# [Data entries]
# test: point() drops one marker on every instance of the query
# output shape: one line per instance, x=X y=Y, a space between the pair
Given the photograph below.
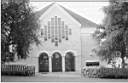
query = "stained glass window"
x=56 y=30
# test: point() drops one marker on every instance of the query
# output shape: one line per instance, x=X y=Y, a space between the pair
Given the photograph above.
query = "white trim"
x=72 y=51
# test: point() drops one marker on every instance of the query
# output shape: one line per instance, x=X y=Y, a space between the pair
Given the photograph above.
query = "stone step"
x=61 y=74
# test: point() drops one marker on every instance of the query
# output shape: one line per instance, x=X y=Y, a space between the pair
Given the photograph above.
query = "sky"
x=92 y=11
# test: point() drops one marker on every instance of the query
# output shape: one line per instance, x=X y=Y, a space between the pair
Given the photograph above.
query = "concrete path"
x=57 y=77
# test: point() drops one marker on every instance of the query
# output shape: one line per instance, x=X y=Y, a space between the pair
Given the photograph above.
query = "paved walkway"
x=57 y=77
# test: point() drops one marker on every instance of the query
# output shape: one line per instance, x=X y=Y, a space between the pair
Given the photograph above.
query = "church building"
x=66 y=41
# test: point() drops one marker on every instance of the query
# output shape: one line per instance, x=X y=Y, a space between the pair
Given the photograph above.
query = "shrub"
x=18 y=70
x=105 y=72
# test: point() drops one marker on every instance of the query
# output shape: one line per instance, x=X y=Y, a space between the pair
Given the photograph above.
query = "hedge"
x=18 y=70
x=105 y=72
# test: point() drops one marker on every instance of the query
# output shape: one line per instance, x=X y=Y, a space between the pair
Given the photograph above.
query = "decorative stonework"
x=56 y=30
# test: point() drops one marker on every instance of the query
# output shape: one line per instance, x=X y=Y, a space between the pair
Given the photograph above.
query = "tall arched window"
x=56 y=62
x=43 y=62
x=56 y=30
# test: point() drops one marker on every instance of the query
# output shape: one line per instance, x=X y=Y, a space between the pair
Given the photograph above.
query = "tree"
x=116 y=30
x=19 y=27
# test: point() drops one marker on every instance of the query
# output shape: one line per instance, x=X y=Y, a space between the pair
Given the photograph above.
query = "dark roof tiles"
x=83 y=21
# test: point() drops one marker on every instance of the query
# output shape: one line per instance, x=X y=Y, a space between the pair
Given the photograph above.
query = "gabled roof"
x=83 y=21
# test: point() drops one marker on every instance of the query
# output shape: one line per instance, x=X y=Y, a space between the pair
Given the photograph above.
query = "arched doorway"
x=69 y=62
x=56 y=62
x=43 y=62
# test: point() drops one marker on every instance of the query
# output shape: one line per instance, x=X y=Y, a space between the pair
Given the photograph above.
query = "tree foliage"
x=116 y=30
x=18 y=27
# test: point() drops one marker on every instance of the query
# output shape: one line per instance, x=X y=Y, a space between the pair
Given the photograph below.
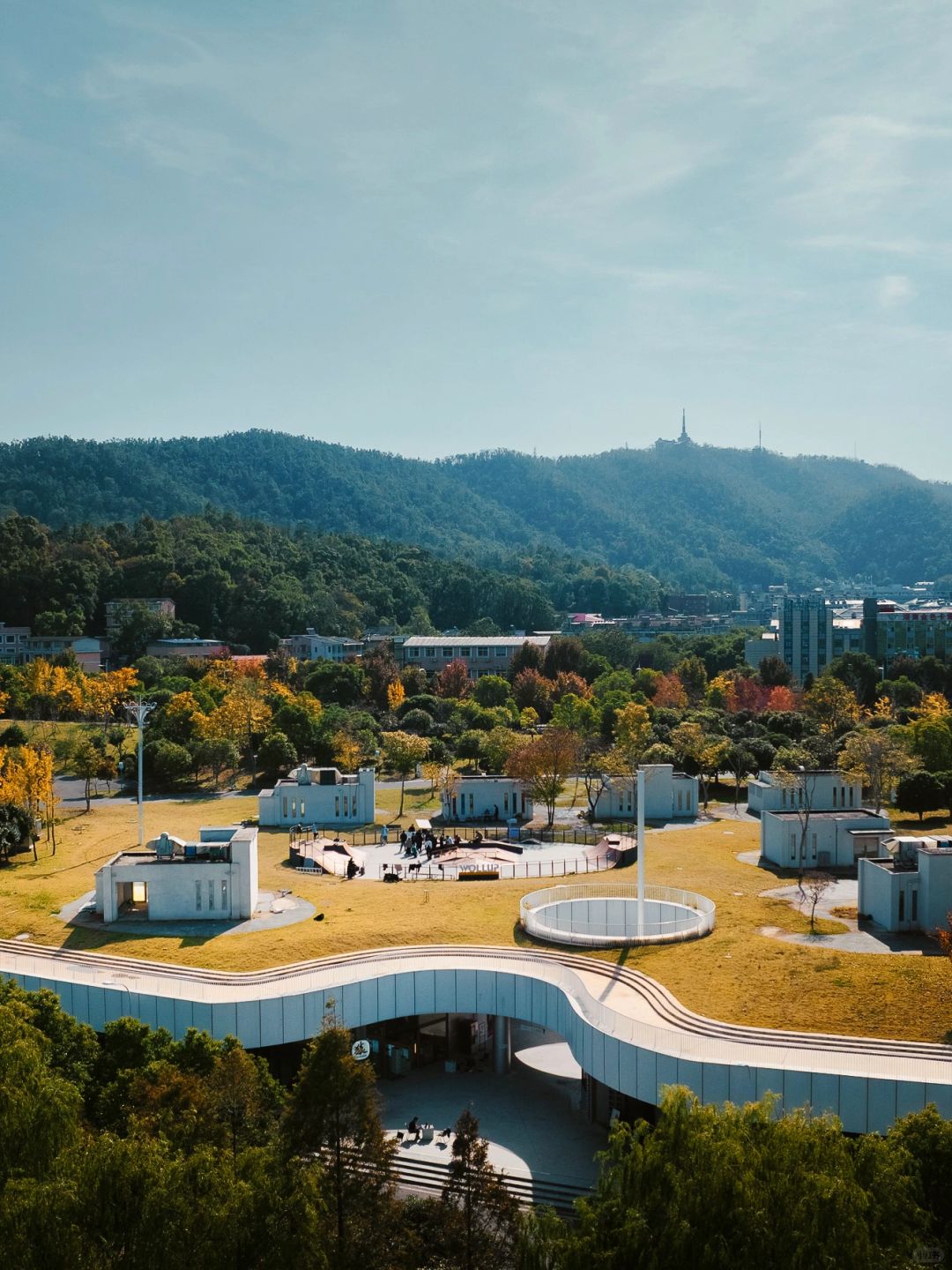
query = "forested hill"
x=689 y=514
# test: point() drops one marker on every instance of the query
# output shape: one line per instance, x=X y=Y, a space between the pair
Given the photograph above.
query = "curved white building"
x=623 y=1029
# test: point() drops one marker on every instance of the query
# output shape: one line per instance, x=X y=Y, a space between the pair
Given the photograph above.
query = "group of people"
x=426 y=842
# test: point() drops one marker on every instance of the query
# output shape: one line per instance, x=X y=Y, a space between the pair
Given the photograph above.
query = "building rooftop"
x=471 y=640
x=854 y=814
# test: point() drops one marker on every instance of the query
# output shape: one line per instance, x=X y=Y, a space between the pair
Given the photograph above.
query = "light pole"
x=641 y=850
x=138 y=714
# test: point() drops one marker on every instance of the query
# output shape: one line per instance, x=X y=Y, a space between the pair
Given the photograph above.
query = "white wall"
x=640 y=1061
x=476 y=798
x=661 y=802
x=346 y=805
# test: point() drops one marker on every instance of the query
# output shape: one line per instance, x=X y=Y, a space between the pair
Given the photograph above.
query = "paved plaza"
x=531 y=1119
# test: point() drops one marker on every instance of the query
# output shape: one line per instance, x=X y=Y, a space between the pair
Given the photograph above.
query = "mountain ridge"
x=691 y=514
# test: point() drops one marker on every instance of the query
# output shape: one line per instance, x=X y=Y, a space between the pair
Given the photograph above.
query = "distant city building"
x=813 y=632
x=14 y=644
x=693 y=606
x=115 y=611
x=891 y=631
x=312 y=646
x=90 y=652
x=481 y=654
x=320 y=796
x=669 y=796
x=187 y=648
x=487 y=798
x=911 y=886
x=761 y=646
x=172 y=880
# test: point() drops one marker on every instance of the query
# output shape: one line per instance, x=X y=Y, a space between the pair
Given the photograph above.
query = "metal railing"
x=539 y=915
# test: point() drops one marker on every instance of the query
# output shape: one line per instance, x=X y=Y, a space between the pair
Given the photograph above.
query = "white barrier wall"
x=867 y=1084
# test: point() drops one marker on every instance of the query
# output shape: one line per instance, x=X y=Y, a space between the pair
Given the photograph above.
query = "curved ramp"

# [EXERCISE OBJECTIVE]
Print the entries above exactly, taking out only the pictures.

# [COMPLETED EXERCISE]
# test: point() drops one marker on every instance of the query
# output shape: one line per instance, x=X y=Y, a space between the pair
Given the photograph below.
query = "stained glass window"
x=56 y=30
# test: point() drops one marker on every instance of the query
# output shape: one line per instance, x=X y=Y, a space between the pair
Given the photograph above.
query = "white trim"
x=72 y=51
# test: point() drops one marker on every instance of the query
# output shape: one line per instance, x=X y=Y, a space between the pair
Given the photograph above.
query = "stone step"
x=61 y=74
# test: point() drops one marker on every instance of the query
# output shape: one line per instance, x=X y=Y, a space between the pair
Given the photograph above.
query = "sky"
x=92 y=11
# test: point() drops one marker on every instance of the query
# output shape: one line per instance, x=X y=Y, a space between the pair
Given the photograph above.
query = "concrete path"
x=57 y=77
# test: point() drops one marker on every instance of the query
# output shape: one line per instance, x=X y=Y, a space between the pair
Given the photograph above.
query = "paved walkway"
x=57 y=77
# test: point() drops one marker on every instance of the query
# output shape: one line per instance, x=X y=Y, a space between the pair
Given the photograph above.
query = "church building"
x=66 y=41
# test: point() drops one marker on every instance of the query
# output shape: one line per instance, x=X y=Y, a space between the pair
Given the photograph above.
query = "shrub"
x=18 y=70
x=105 y=72
# test: point() drops one marker on every instance of the query
# output shape: one line per instance, x=X y=Y, a space between the pair
Given the photograph above.
query = "hedge"
x=18 y=70
x=105 y=72
# test: point() drops one marker on every instance of the query
# output shape: one line per instance, x=X y=Y, a space between the pair
Given the photograph above.
query = "decorative stonework"
x=56 y=30
# test: point() drops one marker on every instance of the query
# output shape: one line per instance, x=X y=Y, a space between the pair
Given the photograph above.
query = "tall arched window"
x=56 y=62
x=43 y=62
x=56 y=30
# test: point() drops one marker on every instance of the query
# output shape: one line per instance, x=X y=Y, a space between the pair
Given the photograph above.
query = "tree"
x=116 y=30
x=19 y=27
# test: point() drops one marker on every instance of the query
# output shape: one line per instance, x=X y=Y, a space between the pair
Given the photograph above.
query = "dark roof tiles"
x=83 y=21
# test: point() drops one marker on every instance of the query
# output shape: one line per instance, x=X y=Y, a space between the pair
Given the photograph above.
query = "gabled roof"
x=83 y=21
# test: point() drops one marker on every instance of the query
# output shape: one line per instance, x=X y=Y, a space between the pair
Given the photograph above.
query = "arched doorway"
x=69 y=62
x=56 y=62
x=43 y=62
# test: point() drops one marker on every instance of the query
# output shape: one line per instance, x=X y=Y, a space between the pair
Given the photograph above.
query = "tree foliage"
x=116 y=30
x=18 y=27
# test: point() drops one marker on every instance of the query
# output shape: one line per instance, x=X y=Y, a space between the pair
Given the photograph below.
query = "forested hill"
x=689 y=514
# test: point() drops one marker on every instance of the query
# output shape: one line per instance, x=X y=Y, a space between the pair
Given the photograph above.
query = "curved white building"
x=623 y=1029
# test: point() drops one marker on every instance of the query
# output shape: one line per instance, x=X y=Y, a space between the pair
Given the photograph above.
query = "group of people"
x=426 y=842
# test: point() drops one marker on every instance of the query
# output shape: one line per instance, x=X y=Y, a space between the pair
Given the photograph above.
query = "building rooftop"
x=471 y=640
x=854 y=814
# test: point() drops one marker on every instance of the query
# output shape: one line per instance, x=X y=Y, a space between the pair
Given the photograph above.
query = "light pole"
x=641 y=850
x=138 y=714
# test: point() drops one marker on every instance of the query
# output shape: one line per instance, x=X y=Y, a space between the pair
Given the photograph above.
query = "white wall"
x=640 y=1061
x=476 y=798
x=661 y=802
x=346 y=805
# test: point() drops one marker on every instance of the query
# output shape: one line per instance, x=X y=Y, a space between the pair
Given the photograph above.
query = "paved plaza"
x=531 y=1119
# test: point() drops one marker on every instance of the query
# output shape: one line per instance, x=X y=Y, a space between the pair
Given the photograph above.
query = "mountain ridge"
x=691 y=514
# test: point() drops one marker on every instance of the query
# output shape: one line per instance, x=X y=Y, a space between the pair
Given the photograph above.
query = "distant city building"
x=813 y=632
x=14 y=644
x=693 y=606
x=115 y=611
x=891 y=631
x=312 y=646
x=90 y=652
x=481 y=654
x=320 y=796
x=669 y=796
x=187 y=648
x=487 y=798
x=911 y=886
x=761 y=646
x=172 y=880
# test: point() drops one marker on every instance of the query
# output shape: one line per instance, x=X y=Y, a space between the pair
Given the photograph above.
query = "metal railing"
x=539 y=915
# test: point() drops one marker on every instance of the query
# output shape: one line per instance, x=X y=Y, a space between the pair
Given the photograph above.
query = "white barrier wall"
x=867 y=1084
# test: point() drops one marker on every instance of the query
# output shape: one line per instance, x=X y=Y, a space between the pair
Given the photograph above.
query = "curved ramp"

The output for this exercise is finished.